● **What you need to do**: Print the lines below unchanged, from the line containing "# draw the outline of every instance of the brown" through the line containing "148), (131, 138)]]", both included.

%%

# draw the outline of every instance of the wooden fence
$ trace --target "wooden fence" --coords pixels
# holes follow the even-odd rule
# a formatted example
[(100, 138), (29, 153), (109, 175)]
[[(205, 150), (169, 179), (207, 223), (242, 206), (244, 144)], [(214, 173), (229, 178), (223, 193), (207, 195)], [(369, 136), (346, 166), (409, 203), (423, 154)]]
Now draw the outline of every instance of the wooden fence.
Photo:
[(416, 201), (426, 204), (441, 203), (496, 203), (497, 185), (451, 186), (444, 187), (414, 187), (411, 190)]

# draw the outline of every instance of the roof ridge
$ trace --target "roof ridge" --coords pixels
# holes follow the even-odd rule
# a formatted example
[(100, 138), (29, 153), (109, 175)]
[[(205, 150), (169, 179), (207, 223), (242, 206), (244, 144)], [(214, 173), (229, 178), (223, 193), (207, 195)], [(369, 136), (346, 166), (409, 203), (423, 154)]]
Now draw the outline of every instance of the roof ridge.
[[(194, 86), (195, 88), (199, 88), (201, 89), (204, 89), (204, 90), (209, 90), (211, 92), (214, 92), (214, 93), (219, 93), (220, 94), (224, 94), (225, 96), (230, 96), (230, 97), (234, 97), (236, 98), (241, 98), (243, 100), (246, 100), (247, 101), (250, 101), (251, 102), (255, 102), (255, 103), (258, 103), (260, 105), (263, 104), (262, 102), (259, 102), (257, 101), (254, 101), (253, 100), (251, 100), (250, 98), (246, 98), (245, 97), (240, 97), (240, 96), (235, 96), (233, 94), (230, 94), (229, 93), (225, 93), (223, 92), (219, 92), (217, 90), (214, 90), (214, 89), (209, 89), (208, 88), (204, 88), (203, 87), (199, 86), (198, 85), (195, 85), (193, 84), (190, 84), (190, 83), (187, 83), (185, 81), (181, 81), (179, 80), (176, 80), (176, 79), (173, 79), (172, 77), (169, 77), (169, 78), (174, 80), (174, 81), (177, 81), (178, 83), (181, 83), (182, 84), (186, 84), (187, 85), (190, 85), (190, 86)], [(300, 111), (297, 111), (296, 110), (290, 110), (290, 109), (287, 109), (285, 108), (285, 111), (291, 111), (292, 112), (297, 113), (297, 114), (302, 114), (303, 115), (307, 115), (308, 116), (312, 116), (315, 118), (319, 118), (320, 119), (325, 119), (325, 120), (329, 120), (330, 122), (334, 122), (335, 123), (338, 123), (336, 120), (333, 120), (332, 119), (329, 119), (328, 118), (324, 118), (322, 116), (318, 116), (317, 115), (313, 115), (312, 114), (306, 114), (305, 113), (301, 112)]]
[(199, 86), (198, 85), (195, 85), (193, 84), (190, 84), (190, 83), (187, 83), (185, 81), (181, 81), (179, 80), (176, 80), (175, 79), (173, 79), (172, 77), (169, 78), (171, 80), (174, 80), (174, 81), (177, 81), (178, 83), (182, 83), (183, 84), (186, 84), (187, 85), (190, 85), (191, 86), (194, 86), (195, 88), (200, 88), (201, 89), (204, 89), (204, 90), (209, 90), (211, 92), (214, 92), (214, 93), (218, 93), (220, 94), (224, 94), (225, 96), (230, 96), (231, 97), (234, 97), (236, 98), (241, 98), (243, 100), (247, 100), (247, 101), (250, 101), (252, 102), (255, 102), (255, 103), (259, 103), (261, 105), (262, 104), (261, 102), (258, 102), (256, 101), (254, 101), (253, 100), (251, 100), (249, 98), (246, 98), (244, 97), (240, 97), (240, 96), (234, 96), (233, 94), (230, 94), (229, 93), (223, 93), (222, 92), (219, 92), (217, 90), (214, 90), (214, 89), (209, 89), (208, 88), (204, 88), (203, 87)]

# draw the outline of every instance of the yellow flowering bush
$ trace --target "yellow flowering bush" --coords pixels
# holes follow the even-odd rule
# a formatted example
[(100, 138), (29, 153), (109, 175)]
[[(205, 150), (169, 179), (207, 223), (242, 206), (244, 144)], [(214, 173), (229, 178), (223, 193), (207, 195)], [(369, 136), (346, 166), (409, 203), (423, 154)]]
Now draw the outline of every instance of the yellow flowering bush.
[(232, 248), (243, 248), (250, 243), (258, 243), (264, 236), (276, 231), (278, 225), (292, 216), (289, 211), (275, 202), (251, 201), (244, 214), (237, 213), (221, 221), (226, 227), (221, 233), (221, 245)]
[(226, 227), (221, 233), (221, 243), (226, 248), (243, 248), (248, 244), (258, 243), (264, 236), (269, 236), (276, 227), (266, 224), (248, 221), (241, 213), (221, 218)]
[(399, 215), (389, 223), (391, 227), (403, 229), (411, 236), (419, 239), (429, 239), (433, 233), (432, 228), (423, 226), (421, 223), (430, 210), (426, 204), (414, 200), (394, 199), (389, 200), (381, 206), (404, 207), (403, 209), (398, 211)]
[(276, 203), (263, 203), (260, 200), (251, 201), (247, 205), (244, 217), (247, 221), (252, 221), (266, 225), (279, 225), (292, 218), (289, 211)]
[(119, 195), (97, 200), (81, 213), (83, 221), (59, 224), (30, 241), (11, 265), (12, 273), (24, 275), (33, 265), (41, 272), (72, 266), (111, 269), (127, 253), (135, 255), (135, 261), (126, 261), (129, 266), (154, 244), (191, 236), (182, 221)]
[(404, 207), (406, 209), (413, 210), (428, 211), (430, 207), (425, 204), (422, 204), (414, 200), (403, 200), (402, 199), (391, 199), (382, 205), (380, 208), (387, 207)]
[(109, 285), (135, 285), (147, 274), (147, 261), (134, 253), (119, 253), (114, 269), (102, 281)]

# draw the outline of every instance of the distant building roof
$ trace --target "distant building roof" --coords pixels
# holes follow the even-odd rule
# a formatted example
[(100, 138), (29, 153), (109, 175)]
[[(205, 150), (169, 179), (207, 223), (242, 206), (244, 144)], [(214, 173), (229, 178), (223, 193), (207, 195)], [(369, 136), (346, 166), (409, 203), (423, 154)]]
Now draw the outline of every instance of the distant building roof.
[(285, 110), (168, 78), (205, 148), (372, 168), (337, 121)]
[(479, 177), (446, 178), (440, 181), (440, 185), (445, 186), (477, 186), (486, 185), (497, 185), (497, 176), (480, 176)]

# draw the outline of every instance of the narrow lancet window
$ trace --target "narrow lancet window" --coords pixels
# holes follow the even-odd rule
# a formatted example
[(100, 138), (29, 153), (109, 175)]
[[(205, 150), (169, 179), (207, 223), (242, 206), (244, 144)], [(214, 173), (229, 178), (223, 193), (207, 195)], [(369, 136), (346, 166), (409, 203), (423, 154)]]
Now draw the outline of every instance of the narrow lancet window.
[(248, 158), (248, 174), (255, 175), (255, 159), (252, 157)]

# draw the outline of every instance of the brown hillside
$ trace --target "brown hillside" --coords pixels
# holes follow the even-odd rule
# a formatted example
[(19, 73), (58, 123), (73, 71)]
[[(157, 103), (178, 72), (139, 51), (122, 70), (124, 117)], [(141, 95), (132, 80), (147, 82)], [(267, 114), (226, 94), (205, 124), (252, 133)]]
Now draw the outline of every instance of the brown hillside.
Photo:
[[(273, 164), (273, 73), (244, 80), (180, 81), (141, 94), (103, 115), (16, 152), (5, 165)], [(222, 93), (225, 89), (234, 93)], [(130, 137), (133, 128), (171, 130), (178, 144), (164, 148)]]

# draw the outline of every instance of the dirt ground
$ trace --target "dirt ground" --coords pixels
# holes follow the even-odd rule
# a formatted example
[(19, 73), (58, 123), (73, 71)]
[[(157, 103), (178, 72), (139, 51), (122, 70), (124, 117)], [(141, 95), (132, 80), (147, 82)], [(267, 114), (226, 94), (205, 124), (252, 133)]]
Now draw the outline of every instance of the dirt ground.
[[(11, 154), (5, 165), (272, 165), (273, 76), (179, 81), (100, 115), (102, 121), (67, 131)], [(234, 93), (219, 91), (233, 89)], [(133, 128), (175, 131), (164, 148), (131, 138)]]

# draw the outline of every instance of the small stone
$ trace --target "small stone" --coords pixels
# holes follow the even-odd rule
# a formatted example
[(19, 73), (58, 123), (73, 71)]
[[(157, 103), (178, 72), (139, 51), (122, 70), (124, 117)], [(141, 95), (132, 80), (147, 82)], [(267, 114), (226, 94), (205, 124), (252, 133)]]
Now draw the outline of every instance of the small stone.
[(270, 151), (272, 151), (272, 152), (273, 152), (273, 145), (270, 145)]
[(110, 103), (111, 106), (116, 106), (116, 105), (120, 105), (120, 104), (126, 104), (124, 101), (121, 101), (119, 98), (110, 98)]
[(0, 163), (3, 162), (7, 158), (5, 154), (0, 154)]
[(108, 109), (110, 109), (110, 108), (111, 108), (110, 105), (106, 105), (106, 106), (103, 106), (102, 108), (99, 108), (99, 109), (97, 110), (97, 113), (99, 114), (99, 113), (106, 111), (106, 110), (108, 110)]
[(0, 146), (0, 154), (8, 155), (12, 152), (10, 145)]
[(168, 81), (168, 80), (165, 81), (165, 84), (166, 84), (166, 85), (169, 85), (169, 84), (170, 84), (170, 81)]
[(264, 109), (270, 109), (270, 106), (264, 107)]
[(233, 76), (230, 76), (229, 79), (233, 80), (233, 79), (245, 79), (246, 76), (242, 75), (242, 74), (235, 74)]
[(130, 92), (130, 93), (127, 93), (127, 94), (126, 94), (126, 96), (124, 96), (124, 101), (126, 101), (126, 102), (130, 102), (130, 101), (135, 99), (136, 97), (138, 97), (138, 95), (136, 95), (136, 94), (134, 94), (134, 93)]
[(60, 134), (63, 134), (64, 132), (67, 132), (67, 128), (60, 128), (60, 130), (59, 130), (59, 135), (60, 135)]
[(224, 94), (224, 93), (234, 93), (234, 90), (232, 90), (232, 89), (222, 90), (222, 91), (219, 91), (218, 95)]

%%

● **Completed task**:
# draw the outline of every instance of the brown hillside
$ trace --target "brown hillside" --coords pixels
# holes follow the even-odd rule
# a formatted example
[(19, 73), (58, 123), (73, 71)]
[[(157, 103), (178, 72), (139, 51), (122, 70), (124, 117)], [(141, 95), (132, 80), (147, 82)], [(267, 114), (226, 94), (205, 124), (252, 133)]]
Now draw the outline of every instance of the brown hillside.
Photo:
[[(273, 164), (273, 73), (244, 80), (180, 81), (141, 94), (103, 115), (16, 152), (5, 165)], [(222, 93), (225, 89), (234, 93)], [(130, 137), (133, 128), (171, 130), (178, 144), (164, 148)]]

# draw the outline of every instance of the dirt ground
$ trace --target "dirt ground" --coords pixels
# holes follow the even-odd rule
# a formatted example
[(19, 73), (58, 123), (73, 71)]
[[(157, 103), (178, 72), (139, 51), (122, 70), (124, 117)], [(141, 95), (132, 80), (147, 82)], [(267, 114), (226, 94), (205, 124), (252, 133)]]
Now draw the outline of every instance of the dirt ground.
[[(11, 154), (5, 165), (272, 165), (273, 76), (179, 81), (100, 115), (102, 121), (67, 131)], [(234, 93), (219, 91), (233, 89)], [(133, 128), (175, 131), (164, 148), (131, 138)]]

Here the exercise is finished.